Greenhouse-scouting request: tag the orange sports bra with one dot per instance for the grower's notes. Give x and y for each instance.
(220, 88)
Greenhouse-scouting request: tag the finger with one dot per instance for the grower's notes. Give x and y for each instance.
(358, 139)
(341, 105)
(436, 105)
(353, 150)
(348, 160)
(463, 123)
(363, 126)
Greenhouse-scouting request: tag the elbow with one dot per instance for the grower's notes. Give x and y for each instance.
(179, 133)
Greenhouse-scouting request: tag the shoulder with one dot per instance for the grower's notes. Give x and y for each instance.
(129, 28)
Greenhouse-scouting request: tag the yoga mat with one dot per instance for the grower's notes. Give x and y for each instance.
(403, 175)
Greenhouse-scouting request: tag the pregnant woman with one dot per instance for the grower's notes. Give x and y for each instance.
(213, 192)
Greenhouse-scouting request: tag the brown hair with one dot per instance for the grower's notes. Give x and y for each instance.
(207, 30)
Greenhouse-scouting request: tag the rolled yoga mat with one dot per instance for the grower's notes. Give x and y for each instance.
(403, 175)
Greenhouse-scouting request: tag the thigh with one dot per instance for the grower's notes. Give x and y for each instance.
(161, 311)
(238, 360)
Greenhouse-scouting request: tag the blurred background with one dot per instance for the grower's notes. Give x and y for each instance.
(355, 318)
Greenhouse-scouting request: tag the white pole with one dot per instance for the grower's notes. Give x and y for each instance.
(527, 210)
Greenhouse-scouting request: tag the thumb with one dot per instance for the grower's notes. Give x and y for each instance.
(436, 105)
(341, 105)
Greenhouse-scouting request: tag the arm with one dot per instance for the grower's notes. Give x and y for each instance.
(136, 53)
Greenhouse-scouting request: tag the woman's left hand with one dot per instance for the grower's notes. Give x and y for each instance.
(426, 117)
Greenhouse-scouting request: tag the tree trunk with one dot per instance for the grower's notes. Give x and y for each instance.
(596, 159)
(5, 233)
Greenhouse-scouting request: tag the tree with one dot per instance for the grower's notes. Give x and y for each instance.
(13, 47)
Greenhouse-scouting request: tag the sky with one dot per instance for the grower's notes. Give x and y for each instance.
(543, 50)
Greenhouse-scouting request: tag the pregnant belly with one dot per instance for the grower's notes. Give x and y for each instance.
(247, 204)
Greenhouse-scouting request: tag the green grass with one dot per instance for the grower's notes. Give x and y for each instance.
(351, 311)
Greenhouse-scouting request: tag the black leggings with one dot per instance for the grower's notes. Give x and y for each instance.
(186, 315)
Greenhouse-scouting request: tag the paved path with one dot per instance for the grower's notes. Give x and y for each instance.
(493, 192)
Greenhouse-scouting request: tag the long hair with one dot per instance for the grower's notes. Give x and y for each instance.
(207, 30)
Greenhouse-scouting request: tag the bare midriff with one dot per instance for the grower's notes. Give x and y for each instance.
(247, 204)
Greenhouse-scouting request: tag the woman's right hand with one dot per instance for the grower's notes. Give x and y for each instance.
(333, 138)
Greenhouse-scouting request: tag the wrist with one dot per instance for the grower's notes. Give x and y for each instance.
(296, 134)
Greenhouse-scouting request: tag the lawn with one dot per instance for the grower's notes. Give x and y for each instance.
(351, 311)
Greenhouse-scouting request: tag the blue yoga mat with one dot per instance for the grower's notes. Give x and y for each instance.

Required task: Render every line of the listing above as a numbered list, omitting any blank lines.

Answer to the problem:
1. Greenhouse-scouting request: tag the orange sports bra with one dot per instance for the grower's notes. Give x and y for each instance.
2. (220, 88)
3. Greenhouse-scouting request: tag the finger with one dot per instance for the grower's notes. Give x and y for each instance.
4. (358, 139)
5. (341, 105)
6. (436, 105)
7. (353, 150)
8. (348, 160)
9. (463, 123)
10. (363, 126)
11. Greenhouse-scouting request: tag the elbow with one dot per instance for the grower's notes. Give x and y for each instance.
12. (179, 133)
13. Greenhouse-scouting request: tag the shoulder with one dot per instance for the grower's notes. Give x and y for each instance.
14. (129, 28)
15. Greenhouse-scouting request: tag the yoga mat with one dot per instance for the grower's notes. Give x and y for each instance.
16. (403, 175)
17. Greenhouse-scouting request: tag the pregnant woman with one dot per instance for the grower's notes. Give x and y for each instance.
18. (213, 192)
19. Greenhouse-scouting request: tag the brown hair with one dot per instance for the grower's notes. Give x and y for each instance.
20. (207, 30)
21. Greenhouse-scouting request: tag the rolled yoga mat with one dot per instance for the grower's notes. Give x and y for each instance.
22. (403, 175)
23. Greenhouse-scouting request: tag the thigh with one dot per instance for the grower's notes. Give x and y for each instance.
24. (161, 311)
25. (238, 360)
26. Greenhouse-scouting request: tag the blurred background with one dot per instance for the grower's notes. Give x and y for each instance.
27. (355, 318)
28. Greenhouse-scouting request: tag the white pole with one dot per instance for the grower's notes. Give x and y for each instance.
29. (527, 210)
30. Greenhouse-scouting request: tag the thumb with one dot per instance for the grower's notes. Give x and y for each instance.
31. (436, 105)
32. (341, 105)
33. Greenhouse-scouting request: tag the arm with one dot per instance for the grower's notes. Give x and y for each instance.
34. (136, 53)
35. Greenhouse-scouting request: tag the woman's left hand with one dot per instance for the grower's notes. Give x and y for each instance.
36. (426, 117)
37. Greenhouse-scouting request: tag the tree trunk with one dot per instance for the grower's notes. Give x and y for each instance.
38. (596, 159)
39. (5, 233)
40. Greenhouse-scouting request: tag the tree with one dot per instance for the grower's notes. Give x and y for each instance.
41. (13, 47)
42. Greenhouse-scouting request: tag the sky with one dot per instance for the grower's notes. Give x and y for each instance.
43. (543, 50)
44. Greenhouse-scouting request: tag the pregnant belly with one dot per instance for the grower's notes. Give x and y for each instance.
45. (247, 204)
46. Greenhouse-scouting request: tag the green grass with one dot per instance for the grower's notes. Give x and y for each instance.
47. (351, 311)
48. Greenhouse-scouting request: tag the black leggings with one dot per instance for the grower's notes. Give x and y for each instance.
49. (186, 315)
50. Greenhouse-scouting request: tag the paved path with one dot per instance for the grower's notes. Give x and y for each instance.
51. (493, 192)
52. Greenhouse-scouting request: tag the long hair with one dot per instance for the grower's notes. Give x and y for each instance.
53. (207, 30)
54. Greenhouse-scouting request: tag the bare midriff with one dot per instance for the grower's notes. Give x and y for each instance.
55. (247, 204)
56. Greenhouse-scouting request: tag the woman's right hand with one dot per instance for the grower's notes. Give x and y for each instance.
57. (333, 138)
58. Greenhouse-scouting request: tag the wrist with one dot per instance for the grower's notes. Give x and y for each instance.
59. (296, 134)
60. Greenhouse-scouting request: tag the lawn with one dot per instance for the grower's notes. Give x and y for each instance.
61. (351, 311)
62. Greenhouse-scouting request: tag the blue yoga mat with one dot per instance for the grower's notes. Give x and y for each instance.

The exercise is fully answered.